*Stored items*
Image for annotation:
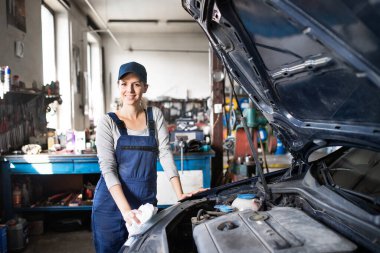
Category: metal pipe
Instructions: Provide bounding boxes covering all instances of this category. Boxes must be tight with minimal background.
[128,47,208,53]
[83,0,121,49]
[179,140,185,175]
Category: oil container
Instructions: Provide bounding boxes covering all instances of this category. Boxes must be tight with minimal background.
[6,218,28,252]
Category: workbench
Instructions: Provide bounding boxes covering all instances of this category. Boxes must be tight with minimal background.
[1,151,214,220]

*WORK TO COMPLETE*
Quote the data exactly, leaving every image out of the copy.

*EXERCISE OUTPUT*
Image for annotation:
Category: metal pipe
Instructions: Provide bounding boxes covering all instances of this category. Boxes must be tight with minimal background.
[128,47,208,53]
[83,0,121,49]
[179,140,185,175]
Category: oil container
Instructions: Provide bounding boxes covering all instances of this category. Boxes must be tight with minimal background.
[6,218,28,252]
Category: workbench
Instructions: Provide bounding boxes covering all instances of this category. Boxes must be tight with minimal background.
[1,151,214,220]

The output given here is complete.